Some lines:
□ □ □

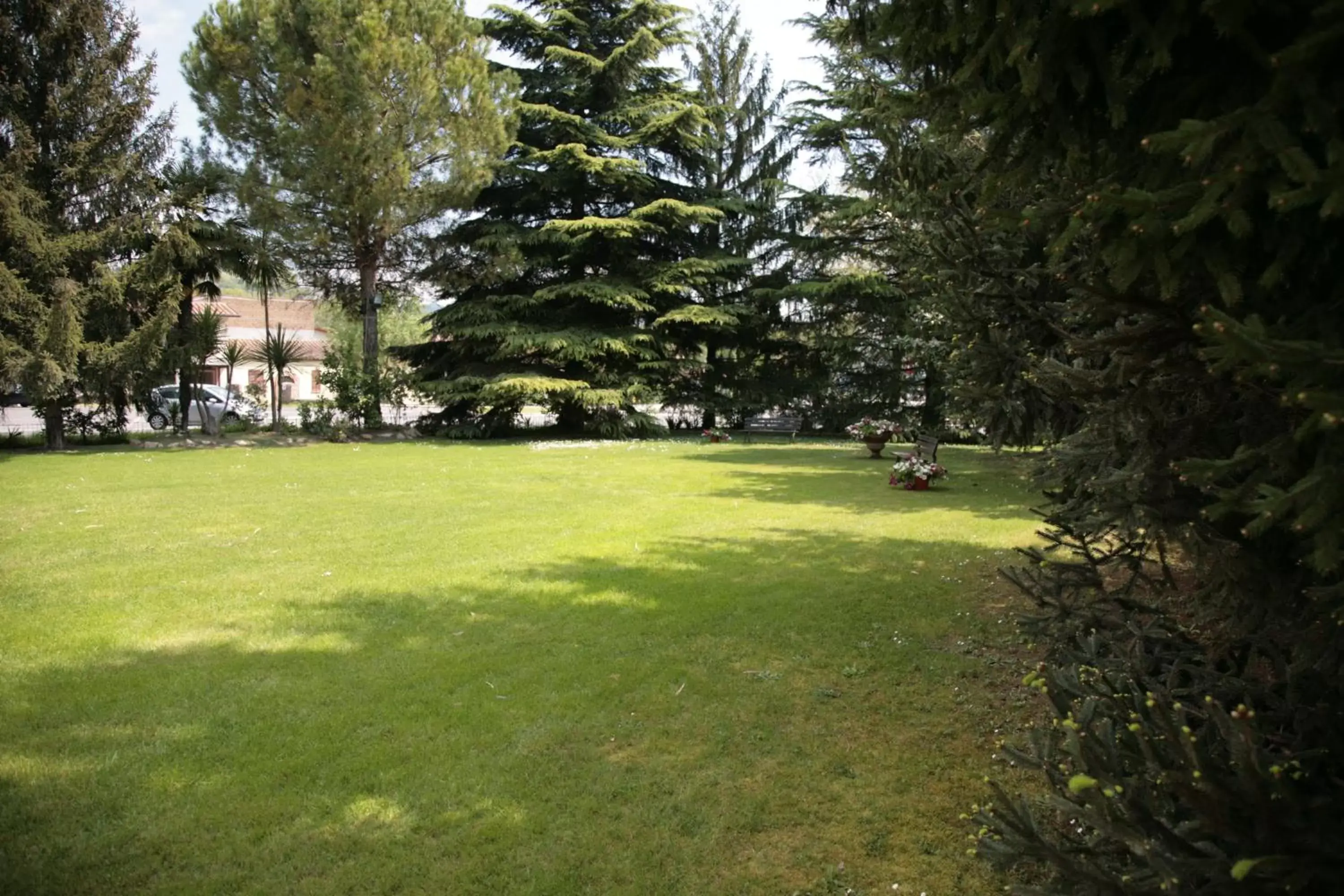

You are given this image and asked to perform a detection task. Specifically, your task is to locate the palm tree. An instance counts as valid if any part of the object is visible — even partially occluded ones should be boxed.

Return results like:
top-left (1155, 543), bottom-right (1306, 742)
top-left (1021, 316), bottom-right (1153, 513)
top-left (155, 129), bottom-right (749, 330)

top-left (156, 145), bottom-right (243, 431)
top-left (188, 306), bottom-right (224, 435)
top-left (242, 222), bottom-right (294, 426)
top-left (249, 324), bottom-right (308, 433)
top-left (219, 339), bottom-right (247, 432)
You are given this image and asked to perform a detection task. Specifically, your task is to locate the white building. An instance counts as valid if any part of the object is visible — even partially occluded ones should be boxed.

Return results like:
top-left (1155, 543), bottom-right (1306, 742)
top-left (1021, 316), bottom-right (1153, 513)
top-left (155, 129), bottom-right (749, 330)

top-left (195, 296), bottom-right (328, 402)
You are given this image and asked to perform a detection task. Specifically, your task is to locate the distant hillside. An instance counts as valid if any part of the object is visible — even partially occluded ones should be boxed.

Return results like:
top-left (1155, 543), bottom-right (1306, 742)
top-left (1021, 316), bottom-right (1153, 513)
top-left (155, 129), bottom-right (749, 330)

top-left (215, 274), bottom-right (317, 298)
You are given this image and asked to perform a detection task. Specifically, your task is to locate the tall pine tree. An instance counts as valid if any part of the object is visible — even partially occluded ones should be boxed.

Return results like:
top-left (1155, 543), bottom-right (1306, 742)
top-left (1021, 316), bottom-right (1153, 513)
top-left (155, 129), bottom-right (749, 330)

top-left (183, 0), bottom-right (511, 421)
top-left (659, 0), bottom-right (797, 427)
top-left (409, 0), bottom-right (726, 431)
top-left (0, 0), bottom-right (171, 448)
top-left (806, 0), bottom-right (1344, 895)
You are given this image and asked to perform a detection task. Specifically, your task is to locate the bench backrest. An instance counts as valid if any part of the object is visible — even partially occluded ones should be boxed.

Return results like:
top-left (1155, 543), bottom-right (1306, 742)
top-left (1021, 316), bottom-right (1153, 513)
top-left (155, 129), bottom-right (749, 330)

top-left (742, 417), bottom-right (802, 433)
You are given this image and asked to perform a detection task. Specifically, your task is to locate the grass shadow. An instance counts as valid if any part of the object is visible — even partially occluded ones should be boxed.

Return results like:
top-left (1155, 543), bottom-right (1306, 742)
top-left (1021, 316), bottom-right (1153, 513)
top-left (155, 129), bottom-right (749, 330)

top-left (692, 446), bottom-right (1035, 520)
top-left (0, 529), bottom-right (1027, 896)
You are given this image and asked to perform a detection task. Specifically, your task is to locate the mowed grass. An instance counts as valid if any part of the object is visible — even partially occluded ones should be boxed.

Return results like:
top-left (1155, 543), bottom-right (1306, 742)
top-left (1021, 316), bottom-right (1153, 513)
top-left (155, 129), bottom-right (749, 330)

top-left (0, 442), bottom-right (1034, 896)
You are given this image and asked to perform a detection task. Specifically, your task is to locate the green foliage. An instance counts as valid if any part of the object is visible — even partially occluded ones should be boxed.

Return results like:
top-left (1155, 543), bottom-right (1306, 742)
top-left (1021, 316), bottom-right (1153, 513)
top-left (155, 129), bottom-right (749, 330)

top-left (247, 324), bottom-right (308, 433)
top-left (656, 0), bottom-right (797, 426)
top-left (319, 343), bottom-right (418, 426)
top-left (183, 0), bottom-right (512, 387)
top-left (820, 0), bottom-right (1344, 893)
top-left (298, 398), bottom-right (351, 442)
top-left (0, 0), bottom-right (169, 448)
top-left (405, 0), bottom-right (726, 431)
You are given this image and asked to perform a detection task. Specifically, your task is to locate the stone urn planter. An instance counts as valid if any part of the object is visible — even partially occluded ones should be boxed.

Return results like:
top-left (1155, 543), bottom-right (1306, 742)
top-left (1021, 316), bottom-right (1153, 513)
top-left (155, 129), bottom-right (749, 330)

top-left (863, 433), bottom-right (891, 461)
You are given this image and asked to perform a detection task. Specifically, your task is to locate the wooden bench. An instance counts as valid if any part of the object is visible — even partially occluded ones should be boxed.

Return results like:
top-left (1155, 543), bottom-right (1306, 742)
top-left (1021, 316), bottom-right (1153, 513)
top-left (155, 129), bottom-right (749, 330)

top-left (732, 414), bottom-right (802, 442)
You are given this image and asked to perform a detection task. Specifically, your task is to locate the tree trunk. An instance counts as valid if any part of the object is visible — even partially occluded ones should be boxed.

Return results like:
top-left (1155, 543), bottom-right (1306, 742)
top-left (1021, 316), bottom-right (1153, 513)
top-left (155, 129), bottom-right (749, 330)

top-left (919, 363), bottom-right (943, 435)
top-left (177, 281), bottom-right (196, 434)
top-left (700, 344), bottom-right (719, 430)
top-left (555, 399), bottom-right (587, 435)
top-left (42, 405), bottom-right (66, 451)
top-left (359, 259), bottom-right (383, 429)
top-left (259, 286), bottom-right (280, 433)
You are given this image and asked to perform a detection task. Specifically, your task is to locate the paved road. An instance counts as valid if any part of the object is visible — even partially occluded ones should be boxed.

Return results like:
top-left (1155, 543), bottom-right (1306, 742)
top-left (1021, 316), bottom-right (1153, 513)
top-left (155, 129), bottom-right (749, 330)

top-left (0, 405), bottom-right (555, 435)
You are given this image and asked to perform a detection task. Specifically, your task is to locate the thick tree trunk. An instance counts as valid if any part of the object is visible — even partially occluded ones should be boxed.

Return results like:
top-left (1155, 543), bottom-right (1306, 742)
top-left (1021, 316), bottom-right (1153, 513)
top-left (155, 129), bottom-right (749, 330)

top-left (42, 405), bottom-right (66, 451)
top-left (359, 259), bottom-right (383, 429)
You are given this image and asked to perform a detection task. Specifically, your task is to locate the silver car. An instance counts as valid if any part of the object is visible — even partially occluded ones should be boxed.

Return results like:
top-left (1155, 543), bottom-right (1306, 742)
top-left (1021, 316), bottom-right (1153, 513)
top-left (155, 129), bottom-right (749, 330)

top-left (146, 384), bottom-right (266, 430)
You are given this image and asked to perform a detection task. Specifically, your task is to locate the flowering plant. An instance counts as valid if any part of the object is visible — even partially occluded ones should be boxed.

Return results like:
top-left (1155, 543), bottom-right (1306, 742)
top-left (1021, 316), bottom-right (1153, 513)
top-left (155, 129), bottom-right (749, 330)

top-left (844, 417), bottom-right (900, 442)
top-left (890, 454), bottom-right (948, 485)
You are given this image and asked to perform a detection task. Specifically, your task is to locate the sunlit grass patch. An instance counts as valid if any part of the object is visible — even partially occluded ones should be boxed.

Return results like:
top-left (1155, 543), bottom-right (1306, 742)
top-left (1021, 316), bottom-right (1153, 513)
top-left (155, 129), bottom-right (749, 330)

top-left (0, 442), bottom-right (1034, 896)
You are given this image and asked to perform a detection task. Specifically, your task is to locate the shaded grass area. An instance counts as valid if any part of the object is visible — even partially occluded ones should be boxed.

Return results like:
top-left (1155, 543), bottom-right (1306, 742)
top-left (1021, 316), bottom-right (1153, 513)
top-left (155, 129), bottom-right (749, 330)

top-left (0, 442), bottom-right (1032, 896)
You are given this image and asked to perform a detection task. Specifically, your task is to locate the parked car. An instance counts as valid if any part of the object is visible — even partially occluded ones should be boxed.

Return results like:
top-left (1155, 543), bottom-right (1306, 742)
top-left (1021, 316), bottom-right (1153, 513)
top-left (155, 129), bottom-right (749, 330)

top-left (145, 384), bottom-right (266, 430)
top-left (0, 386), bottom-right (32, 407)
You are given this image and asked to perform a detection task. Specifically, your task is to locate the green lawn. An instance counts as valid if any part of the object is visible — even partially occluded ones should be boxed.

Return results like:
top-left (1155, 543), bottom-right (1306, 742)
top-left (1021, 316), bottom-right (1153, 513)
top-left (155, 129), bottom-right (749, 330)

top-left (0, 442), bottom-right (1034, 896)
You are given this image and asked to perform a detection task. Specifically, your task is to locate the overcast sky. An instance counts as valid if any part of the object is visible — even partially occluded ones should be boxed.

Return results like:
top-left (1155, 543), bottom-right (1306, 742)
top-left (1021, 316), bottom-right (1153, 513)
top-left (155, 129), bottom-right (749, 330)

top-left (128, 0), bottom-right (825, 185)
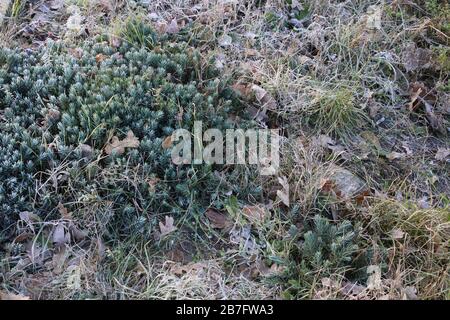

□ □ □

**Task:** Please quote everything from the line containing "locate the flowering" down to the line containing "top-left (844, 417), bottom-right (900, 442)", with both of those lines included.

**Answer:**
You are given this image and asked to perform a detection task. Specifically, your task is to locate the flowering plant. An instance counts as valid if any part of the object is visible — even partially occluded ones should be boxed.

Return results like:
top-left (1155, 543), bottom-right (1306, 742)
top-left (1021, 316), bottom-right (1153, 513)
top-left (155, 129), bottom-right (749, 330)

top-left (844, 417), bottom-right (900, 442)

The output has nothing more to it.